This example deals with banking-related use case and to write a model to predict the merchants who can default with the bank. The model is deployed on a Linux LPAR that has WML CE installed and the model is served using REST APIs. The model can be accessed from an AIX LPAR for inferencing using REST APIs. This is explained in detail in the following sections.

Use case

This use case is on retaining merchants who are using company network for credit card processing. A client approved many low-value merchant accounts without much scrutiny. Many of those merchant accounts resulted in the defaulters list. Those merchant accounts were focusing on the categories such as cars, furniture, electronics, and so on. The client thinks that they should have put more emphasis on their applicant screening process.

Model building and deployment (on Linux LPAR)

This section explains how the problem mentioned in use case is solved using a machine learning algorithm by writing a model, deploying, and exporting using REST APIs. We choose a TensorFlow-based model to solve this use case by treating this as a classification problem because the merchants need to be categorized in to two discreet categories, that is, default or non-default.

The data used for training can be in RDBMS or in a CSV file. The example provided will have the files listed in Table 1.

Table 1. List of client and server files
File name Purpose
train.py Python code to run training on the data (in cust_history.csv) and save the TensorFlow model
cust_history.csv Training data in CSV format exported from RDBMS
process_data.py Python helper code written to read the data from *.csv and perform data transformation
flask-linux-server.py Python code to load the saved model and export REST APIs to access the model
new_customers.csv New customer data (in CSV format) for which we need predictions
flask-aix-client.py Python code to be run on an AIX LPAR to invoke REST APIs for predicting new customers who can default.
insert_into_aix_db.sh Script to create a new DB2 database and insert new_customer.csv records in to it.

The model can be generated on any PowerLinux LE system with WML CE using the following two steps:

  1. Run the train.py script to do training and generate the TensorFlow model.
    # python train.py
    The output of this script will save the model in the H5 format in the cc_risk_analysis_model.h5 file and the transformed data is saved as feature_transofmed_model.pkl.

  2. Run the flask-linux-server.py script to export REST API using a Flask-based server on Linux LPAR.
    # python flask-linux-server.py <your hostname> <portno>

This command starts a Flask-based server and exposes REST API for the AIX LPAR to access the model.

Model scoring/Inferencing (from AIX)

REST API for inferencing can be called from the AIX LPAR or any other LPAR on which data is stored. In this example, we are assuming that the data is either in the IBM DB2® database or in a CSV file for which we need to run predictions. The data is retrieved on the AIX LPAR and sent to the Flask server running on the Linux LPAR to obtain predictions.

* ROWS *
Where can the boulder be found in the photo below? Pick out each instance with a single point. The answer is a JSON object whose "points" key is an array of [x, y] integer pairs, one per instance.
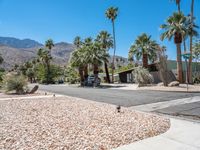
{"points": [[173, 83]]}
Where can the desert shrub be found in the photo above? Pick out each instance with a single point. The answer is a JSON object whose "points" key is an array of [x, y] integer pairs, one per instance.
{"points": [[142, 76], [54, 74], [15, 82]]}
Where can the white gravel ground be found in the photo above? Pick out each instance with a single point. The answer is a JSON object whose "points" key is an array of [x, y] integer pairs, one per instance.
{"points": [[66, 123]]}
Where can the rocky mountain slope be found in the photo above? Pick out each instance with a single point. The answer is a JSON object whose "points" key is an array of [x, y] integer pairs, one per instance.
{"points": [[15, 51]]}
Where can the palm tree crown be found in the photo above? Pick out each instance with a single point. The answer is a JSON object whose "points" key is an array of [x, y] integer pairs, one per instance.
{"points": [[111, 13], [174, 27], [144, 48], [49, 44]]}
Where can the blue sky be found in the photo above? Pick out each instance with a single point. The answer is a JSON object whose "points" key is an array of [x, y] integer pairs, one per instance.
{"points": [[62, 20]]}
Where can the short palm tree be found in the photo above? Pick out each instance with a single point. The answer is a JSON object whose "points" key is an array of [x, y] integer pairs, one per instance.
{"points": [[106, 42], [111, 14], [175, 28], [144, 48]]}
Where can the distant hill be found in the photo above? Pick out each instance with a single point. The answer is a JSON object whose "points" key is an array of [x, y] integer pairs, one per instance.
{"points": [[17, 43], [16, 51]]}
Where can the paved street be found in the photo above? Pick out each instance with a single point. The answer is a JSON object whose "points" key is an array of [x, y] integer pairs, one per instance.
{"points": [[159, 102]]}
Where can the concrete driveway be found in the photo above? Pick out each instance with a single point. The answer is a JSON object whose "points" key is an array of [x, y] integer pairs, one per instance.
{"points": [[171, 103]]}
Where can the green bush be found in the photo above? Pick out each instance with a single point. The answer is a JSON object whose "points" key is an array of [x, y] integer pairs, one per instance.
{"points": [[15, 82], [54, 75], [72, 76], [142, 76]]}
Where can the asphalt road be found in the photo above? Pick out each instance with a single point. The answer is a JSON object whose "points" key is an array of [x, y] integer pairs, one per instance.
{"points": [[125, 98]]}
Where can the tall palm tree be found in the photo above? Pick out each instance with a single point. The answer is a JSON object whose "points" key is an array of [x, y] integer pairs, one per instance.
{"points": [[96, 56], [144, 48], [106, 41], [178, 3], [1, 59], [76, 60], [191, 39], [77, 42], [175, 28], [49, 44], [196, 53], [111, 14], [45, 58]]}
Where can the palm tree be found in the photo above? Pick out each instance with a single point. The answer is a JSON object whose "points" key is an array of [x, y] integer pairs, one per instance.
{"points": [[175, 28], [144, 48], [178, 3], [106, 41], [196, 52], [111, 14], [1, 59], [76, 61], [49, 44], [191, 38], [45, 58], [96, 56], [77, 42]]}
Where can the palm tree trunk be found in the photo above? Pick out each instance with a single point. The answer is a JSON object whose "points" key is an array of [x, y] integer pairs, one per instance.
{"points": [[96, 72], [81, 75], [191, 37], [48, 72], [113, 62], [179, 63], [85, 72], [107, 72], [145, 60]]}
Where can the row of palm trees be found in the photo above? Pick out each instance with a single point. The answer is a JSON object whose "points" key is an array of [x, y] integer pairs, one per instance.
{"points": [[180, 28], [91, 52], [144, 48]]}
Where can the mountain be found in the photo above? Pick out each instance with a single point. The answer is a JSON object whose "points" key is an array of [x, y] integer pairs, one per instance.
{"points": [[17, 43], [16, 51]]}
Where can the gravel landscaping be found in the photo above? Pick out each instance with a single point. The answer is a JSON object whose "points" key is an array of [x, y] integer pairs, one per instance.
{"points": [[65, 123]]}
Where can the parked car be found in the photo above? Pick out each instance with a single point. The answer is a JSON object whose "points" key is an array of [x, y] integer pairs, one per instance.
{"points": [[91, 81]]}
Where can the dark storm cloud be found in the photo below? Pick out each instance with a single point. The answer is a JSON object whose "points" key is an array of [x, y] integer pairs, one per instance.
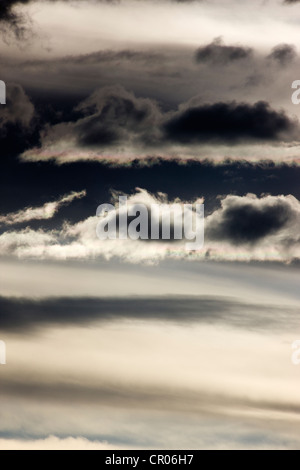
{"points": [[48, 389], [283, 54], [22, 315], [18, 109], [102, 56], [113, 119], [230, 122], [217, 53], [110, 116], [34, 184], [248, 220]]}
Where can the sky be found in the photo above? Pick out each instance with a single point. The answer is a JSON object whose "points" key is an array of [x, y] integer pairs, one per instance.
{"points": [[123, 344]]}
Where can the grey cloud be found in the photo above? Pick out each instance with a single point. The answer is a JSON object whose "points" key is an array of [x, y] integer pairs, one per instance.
{"points": [[120, 395], [230, 122], [217, 53], [18, 109], [248, 220], [283, 54], [21, 315]]}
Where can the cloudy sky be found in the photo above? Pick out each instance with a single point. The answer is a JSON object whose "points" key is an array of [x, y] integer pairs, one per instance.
{"points": [[123, 344]]}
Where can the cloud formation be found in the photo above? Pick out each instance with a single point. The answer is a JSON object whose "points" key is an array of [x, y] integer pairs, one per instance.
{"points": [[113, 121], [18, 110], [47, 211], [283, 54], [217, 53], [22, 315], [243, 229], [230, 122]]}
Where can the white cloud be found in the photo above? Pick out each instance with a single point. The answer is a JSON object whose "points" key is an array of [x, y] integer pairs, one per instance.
{"points": [[54, 443], [244, 229], [47, 211]]}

* THINGS TO DO *
(a) Locate every line of the entries that contains the word "white", treating case as significant, and copy each of those lines.
(b) Resume the model deployment passage, starting after its final sentence.
The model deployment passage and the entries come from unrelated sources.

* ANSWERS PROVIDED *
(a)
Where can the white gravel ground be found in the photo above? Pick out each instance with a single point. The answer is a JSON object whose "points" key is an array of [x, y] integer pairs, one per instance.
Where can the white cloud be found in the photo above? Pick out each instance with a single point. The answer is a JSON object whose "points" key is an array of [x, y] integer pairs, one per instance.

(b)
To run this example, the AIX operating system version should be either 7.1 or 7.2 and Python version should be 3.7. The inferencing API from AIX can also be called using the curl command as shown later. You can install the curl and python3 packages on AIX from AIX Toolbox for Linux Applications.

You can run the inferencing from the AIX LPAR using any of the following three methods:

  • A python client script that connects to DB2 database to fetch records and posts requests using REST API to the Flask server running on Linux LPAR for inferencing
  • A python client script that retrieve data from a CSV file and posts requests using REST API to the Flask server running on Linux LPAR for inferencing
  • A curl command to call the REST API for inferencing.

Connect using an AIX Python client for inferencing with data in DB2 database

In this method, we need the IBM DB2 module to be installed to connect to the DB2 database using the Python script.

  1. Install the IBM DB2 Python module.
    # python3 -m pip install ibm_db

  2. Insert data in to DB2 database.
    To insert data from the new_customers.csv file in to DB2 database, a script is provided. It can be run as follows: Login as db2inst1 user.
    # su - db2inst1
    Run the script to insert data.
    # ./insert_into_aix_db.sh
    After running the above script, the records present in the new_customer.csv file will be inserted in to a new database called LOANDB in table NEW_CUSTOMERS.

  3. Run inferencing.
    To run inferencing , run the following script to read data from the DB2 database and send the data to the Linux server to access the model and obtain prediction.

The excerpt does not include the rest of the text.